PROBLEM: Please output every line of the records below as a Markdown table with two columns, n for the row number and Line for the text, skipping blank lines and leaving the pictures out.

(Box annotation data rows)
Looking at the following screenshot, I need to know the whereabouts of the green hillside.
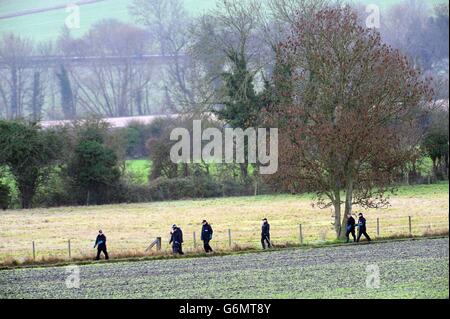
[0,0,445,41]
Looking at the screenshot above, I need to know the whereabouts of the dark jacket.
[94,234,106,249]
[200,223,213,241]
[358,216,366,231]
[347,216,356,230]
[169,227,183,245]
[261,223,270,237]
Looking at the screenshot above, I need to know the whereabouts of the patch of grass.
[0,184,449,264]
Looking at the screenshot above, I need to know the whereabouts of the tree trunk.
[333,189,341,238]
[339,176,353,239]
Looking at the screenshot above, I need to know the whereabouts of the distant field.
[0,238,449,299]
[0,183,449,263]
[0,0,445,41]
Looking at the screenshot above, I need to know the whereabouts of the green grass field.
[0,183,449,264]
[0,0,445,41]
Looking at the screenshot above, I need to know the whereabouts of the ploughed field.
[0,238,449,298]
[0,183,449,265]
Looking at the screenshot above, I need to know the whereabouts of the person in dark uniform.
[169,224,184,255]
[200,220,213,253]
[94,229,109,260]
[356,213,371,242]
[345,214,356,243]
[261,218,272,249]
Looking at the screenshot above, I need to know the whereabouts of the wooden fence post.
[156,237,161,251]
[33,240,36,261]
[193,232,197,249]
[377,217,380,237]
[408,216,412,236]
[299,224,303,245]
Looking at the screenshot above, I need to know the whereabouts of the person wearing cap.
[94,229,109,260]
[345,214,356,243]
[261,218,272,249]
[200,220,213,253]
[356,213,371,242]
[169,224,184,255]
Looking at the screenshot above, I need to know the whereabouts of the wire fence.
[0,215,449,265]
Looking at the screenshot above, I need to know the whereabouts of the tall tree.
[0,121,62,208]
[269,7,430,236]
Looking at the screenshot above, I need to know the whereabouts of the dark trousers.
[172,243,184,255]
[261,235,272,249]
[203,240,212,253]
[345,228,356,243]
[95,246,109,260]
[356,228,372,242]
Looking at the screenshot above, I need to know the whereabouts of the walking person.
[345,214,356,243]
[94,229,109,260]
[261,218,272,249]
[200,220,213,253]
[169,224,184,255]
[356,213,372,242]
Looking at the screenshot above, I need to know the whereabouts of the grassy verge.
[0,231,449,270]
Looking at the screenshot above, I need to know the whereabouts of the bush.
[150,176,222,200]
[0,184,11,210]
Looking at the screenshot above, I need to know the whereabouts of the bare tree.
[59,20,155,117]
[0,34,34,119]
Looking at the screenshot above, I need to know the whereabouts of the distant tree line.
[0,0,449,121]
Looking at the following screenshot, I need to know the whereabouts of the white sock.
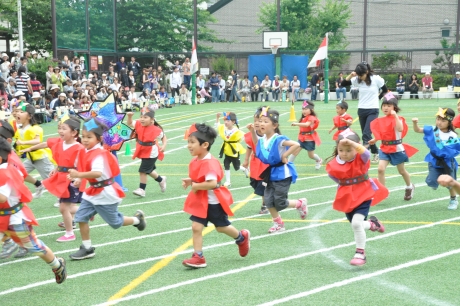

TASK ANSWER:
| n | Line |
|---|---|
| 1 | Looking at the following screenshot, I need to know the whereabouts of the green hillside. |
| 2 | [0,0,445,41] |
| 3 | Looking at the screenshot above, I need to know the whereabouts of the dark jacket. |
| 4 | [94,234,106,249] |
| 5 | [200,223,213,241] |
| 6 | [358,216,366,231] |
| 7 | [347,216,356,230] |
| 8 | [169,227,183,245] |
| 9 | [261,223,270,237] |
| 10 | Looking at the screenshot above, I need to know the whereabouts of the patch of grass. |
| 11 | [0,184,449,264] |
| 12 | Looking at the screenshot above, I need to know the whereabouts of the tree trunk. |
| 13 | [333,189,341,238] |
| 14 | [339,176,353,239] |
| 15 | Looking at the screenshot above, I need to know the whereabouts of the distant field. |
| 16 | [0,238,449,299] |
| 17 | [0,183,449,263] |
| 18 | [0,0,445,41] |
| 19 | Looking at the screenshot above, I need to know the whereabouts of the green grass field. |
| 20 | [0,183,449,264] |
| 21 | [0,0,445,41] |
| 22 | Looking at the screenshot above, I need to know the whereabouts of the ploughed field. |
| 23 | [0,238,449,298] |
| 24 | [0,183,449,265] |
| 25 | Looking at the screenshot above, I need to know the whereabouts of the person in dark uniform. |
| 26 | [169,224,184,255] |
| 27 | [200,220,213,253] |
| 28 | [94,229,109,260] |
| 29 | [356,213,371,242] |
| 30 | [345,214,356,243] |
| 31 | [261,218,272,249] |
| 32 | Looking at the screenshot above, I need to know the whereabouts of the wooden fence post. |
| 33 | [156,237,161,251] |
| 34 | [33,240,36,261] |
| 35 | [193,232,197,249] |
| 36 | [377,217,380,237] |
| 37 | [408,216,412,236] |
| 38 | [299,224,303,245] |
| 39 | Looking at the screenshot above, I need to know the whereabouts of the person wearing cap. |
| 40 | [94,229,109,260] |
| 41 | [345,214,356,243] |
| 42 | [261,218,272,249] |
| 43 | [200,220,213,253] |
| 44 | [356,213,371,242] |
| 45 | [169,224,184,255] |
| 46 | Looking at the screenshot above, I need to know the whereabouts of the wire fence. |
| 47 | [0,215,449,265] |
| 48 | Looking at the screenshot above, I need to know the whereabouts of the tall tree. |
| 49 | [0,121,62,208] |
| 50 | [269,7,430,236] |
| 51 | Looking at the screenshot above, I need to know the whereabouts of the dark trousers. |
| 52 | [172,243,184,255] |
| 53 | [261,235,272,249] |
| 54 | [203,240,212,253] |
| 55 | [345,228,356,243] |
| 56 | [95,246,109,260] |
| 57 | [356,228,372,242] |
| 58 | Looking at the screenshot above, I need to know the whereabouts of the walking person. |
| 59 | [345,214,356,243] |
| 60 | [94,229,109,260] |
| 61 | [261,218,272,249] |
| 62 | [200,220,213,253] |
| 63 | [169,224,184,255] |
| 64 | [356,213,372,242] |
| 65 | Looking at the screenshot above, I need to know the whereabouts of the grassy verge. |
| 66 | [0,231,449,270] |
| 67 | Looking at the screenshot above, I need to know the whereabouts of the bush. |
| 68 | [150,176,222,200] |
| 69 | [0,184,11,210] |
| 70 | Looking at the screenshot above, I need to know the whereabouts of the bare tree. |
| 71 | [59,20,155,117] |
| 72 | [0,34,34,119] |
| 73 | Looking at the screenshot above, I need to know the whereabouts of the distant tree line. |
| 74 | [0,0,449,121] |
| 75 | Looking at the following screenshot, I need to know the whereabouts of the white sock. |